STATED EXERCISE: Reproduce everything from the start of the records down to the line that contains "455 202 L 433", word for word.

━━━ INPUT ROWS ━━━

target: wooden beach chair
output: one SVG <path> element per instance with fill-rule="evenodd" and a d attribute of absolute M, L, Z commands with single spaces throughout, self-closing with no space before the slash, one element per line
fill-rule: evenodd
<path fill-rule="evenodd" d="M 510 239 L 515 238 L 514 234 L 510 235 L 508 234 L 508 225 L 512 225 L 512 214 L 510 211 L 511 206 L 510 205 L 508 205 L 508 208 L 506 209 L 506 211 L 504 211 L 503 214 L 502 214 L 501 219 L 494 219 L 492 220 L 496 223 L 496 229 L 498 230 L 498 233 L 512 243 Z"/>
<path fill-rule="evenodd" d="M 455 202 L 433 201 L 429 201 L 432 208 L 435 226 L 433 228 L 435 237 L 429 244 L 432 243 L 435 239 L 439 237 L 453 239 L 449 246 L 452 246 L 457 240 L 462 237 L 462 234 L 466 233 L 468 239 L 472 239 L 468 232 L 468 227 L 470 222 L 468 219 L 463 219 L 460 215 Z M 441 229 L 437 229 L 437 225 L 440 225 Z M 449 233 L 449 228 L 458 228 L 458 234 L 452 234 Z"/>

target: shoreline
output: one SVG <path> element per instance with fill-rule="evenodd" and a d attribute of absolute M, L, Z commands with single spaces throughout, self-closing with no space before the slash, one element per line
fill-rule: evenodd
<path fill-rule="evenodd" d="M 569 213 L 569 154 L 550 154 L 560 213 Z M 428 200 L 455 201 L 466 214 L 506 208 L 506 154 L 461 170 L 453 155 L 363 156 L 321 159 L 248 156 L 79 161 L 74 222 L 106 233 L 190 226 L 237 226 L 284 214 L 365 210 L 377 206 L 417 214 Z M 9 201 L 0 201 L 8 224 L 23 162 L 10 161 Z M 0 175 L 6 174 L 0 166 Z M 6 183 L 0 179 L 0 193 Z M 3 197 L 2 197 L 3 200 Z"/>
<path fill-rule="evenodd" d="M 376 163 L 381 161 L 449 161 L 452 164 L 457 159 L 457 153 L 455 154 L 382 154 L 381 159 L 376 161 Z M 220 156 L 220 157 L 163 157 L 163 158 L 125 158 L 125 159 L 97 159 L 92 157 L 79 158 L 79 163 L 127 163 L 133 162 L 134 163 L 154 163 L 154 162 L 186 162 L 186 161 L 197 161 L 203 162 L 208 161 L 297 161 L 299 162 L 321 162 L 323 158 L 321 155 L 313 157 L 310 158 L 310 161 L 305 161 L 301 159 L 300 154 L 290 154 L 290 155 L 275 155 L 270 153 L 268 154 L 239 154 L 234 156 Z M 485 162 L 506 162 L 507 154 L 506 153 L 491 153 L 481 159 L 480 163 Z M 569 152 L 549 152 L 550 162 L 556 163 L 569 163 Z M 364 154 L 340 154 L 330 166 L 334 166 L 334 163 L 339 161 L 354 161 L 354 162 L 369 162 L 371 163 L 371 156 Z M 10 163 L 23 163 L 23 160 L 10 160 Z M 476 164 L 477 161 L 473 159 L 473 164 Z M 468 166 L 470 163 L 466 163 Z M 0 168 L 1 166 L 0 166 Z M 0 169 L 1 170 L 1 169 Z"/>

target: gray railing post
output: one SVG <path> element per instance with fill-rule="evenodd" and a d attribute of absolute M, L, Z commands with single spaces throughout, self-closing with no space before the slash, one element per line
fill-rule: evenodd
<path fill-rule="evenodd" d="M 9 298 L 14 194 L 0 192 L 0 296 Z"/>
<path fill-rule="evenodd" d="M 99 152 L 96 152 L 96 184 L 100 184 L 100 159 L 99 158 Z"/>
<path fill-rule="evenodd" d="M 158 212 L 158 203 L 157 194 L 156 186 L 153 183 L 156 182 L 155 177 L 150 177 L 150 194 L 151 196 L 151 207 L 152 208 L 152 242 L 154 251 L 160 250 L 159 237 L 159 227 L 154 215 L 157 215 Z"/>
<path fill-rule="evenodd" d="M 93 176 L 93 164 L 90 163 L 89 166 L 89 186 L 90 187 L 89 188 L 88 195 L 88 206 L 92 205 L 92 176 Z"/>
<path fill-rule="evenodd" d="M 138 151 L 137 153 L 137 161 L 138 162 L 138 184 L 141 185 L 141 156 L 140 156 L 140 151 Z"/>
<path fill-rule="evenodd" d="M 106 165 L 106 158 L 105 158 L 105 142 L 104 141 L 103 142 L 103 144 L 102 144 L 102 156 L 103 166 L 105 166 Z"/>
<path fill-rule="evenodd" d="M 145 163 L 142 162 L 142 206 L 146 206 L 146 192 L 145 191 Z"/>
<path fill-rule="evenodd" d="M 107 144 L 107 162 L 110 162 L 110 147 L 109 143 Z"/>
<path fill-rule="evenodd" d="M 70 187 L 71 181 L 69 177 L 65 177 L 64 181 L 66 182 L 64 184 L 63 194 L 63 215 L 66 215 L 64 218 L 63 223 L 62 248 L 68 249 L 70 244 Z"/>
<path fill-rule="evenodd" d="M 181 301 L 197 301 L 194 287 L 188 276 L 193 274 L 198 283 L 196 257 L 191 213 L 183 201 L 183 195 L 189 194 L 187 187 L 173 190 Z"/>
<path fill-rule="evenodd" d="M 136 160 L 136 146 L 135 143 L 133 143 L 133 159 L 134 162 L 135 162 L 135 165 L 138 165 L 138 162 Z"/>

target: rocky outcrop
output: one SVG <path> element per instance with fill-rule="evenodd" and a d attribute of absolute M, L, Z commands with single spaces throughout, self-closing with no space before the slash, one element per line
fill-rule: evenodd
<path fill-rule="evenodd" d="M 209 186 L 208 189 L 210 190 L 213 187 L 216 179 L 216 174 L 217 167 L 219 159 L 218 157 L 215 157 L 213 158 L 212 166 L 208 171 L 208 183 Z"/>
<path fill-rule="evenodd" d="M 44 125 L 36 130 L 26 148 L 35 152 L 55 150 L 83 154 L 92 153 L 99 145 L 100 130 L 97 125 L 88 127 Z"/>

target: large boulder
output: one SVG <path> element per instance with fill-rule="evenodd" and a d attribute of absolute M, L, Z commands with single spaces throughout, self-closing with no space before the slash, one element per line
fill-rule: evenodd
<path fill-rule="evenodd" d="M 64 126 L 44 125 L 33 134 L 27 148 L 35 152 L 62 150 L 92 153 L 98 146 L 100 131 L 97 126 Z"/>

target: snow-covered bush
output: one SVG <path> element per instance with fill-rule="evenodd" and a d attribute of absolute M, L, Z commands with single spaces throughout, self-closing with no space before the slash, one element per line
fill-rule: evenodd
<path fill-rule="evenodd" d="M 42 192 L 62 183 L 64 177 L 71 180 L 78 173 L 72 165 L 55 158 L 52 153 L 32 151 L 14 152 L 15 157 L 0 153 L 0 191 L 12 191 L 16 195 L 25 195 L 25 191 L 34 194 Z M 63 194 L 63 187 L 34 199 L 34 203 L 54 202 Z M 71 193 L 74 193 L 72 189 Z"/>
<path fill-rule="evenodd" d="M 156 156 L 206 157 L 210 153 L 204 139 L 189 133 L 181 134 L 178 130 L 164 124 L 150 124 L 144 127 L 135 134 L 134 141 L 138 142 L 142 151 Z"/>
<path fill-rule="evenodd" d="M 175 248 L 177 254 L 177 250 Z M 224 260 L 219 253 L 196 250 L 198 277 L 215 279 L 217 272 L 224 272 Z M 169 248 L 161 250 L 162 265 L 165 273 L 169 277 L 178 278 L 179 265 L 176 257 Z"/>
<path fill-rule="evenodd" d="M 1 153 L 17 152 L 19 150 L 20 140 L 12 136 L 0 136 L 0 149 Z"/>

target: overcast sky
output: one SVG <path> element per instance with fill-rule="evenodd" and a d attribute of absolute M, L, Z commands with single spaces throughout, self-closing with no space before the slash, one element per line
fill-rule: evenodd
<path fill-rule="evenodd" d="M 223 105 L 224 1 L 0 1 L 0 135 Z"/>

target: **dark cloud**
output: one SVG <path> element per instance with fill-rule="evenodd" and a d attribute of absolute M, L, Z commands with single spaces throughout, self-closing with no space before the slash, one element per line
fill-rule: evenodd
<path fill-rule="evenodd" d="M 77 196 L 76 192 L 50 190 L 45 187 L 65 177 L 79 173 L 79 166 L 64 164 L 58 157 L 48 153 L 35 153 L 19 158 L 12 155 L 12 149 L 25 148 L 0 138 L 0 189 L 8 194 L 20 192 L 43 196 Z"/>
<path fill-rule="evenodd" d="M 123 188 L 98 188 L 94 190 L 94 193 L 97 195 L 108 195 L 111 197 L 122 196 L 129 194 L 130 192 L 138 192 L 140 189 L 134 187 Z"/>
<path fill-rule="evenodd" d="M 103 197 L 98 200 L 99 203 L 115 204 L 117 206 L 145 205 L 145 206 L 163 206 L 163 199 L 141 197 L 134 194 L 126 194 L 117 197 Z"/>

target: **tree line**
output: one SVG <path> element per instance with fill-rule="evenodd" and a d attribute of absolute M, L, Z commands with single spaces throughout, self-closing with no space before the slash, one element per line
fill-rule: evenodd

━━━

IN RESPONSE:
target: wooden beach chair
output: one SVG <path> element per instance with fill-rule="evenodd" and a d attribute of absolute M, L, Z commands with single spaces throughout, self-closing with no space before the slash, one element per line
fill-rule: evenodd
<path fill-rule="evenodd" d="M 510 239 L 515 238 L 514 234 L 510 235 L 508 234 L 508 225 L 512 225 L 512 214 L 510 211 L 511 206 L 510 205 L 508 205 L 508 208 L 506 209 L 506 211 L 504 211 L 503 214 L 502 214 L 501 219 L 494 219 L 492 220 L 496 223 L 496 229 L 498 230 L 498 233 L 512 243 Z"/>
<path fill-rule="evenodd" d="M 455 202 L 433 201 L 429 201 L 432 208 L 435 226 L 433 228 L 435 237 L 429 244 L 432 243 L 435 239 L 439 237 L 453 239 L 449 246 L 452 246 L 457 240 L 462 237 L 462 234 L 466 233 L 468 239 L 472 239 L 468 232 L 468 227 L 470 222 L 468 219 L 463 219 L 460 215 Z M 441 229 L 437 229 L 437 225 L 440 225 Z M 449 233 L 449 228 L 458 228 L 458 234 L 452 234 Z"/>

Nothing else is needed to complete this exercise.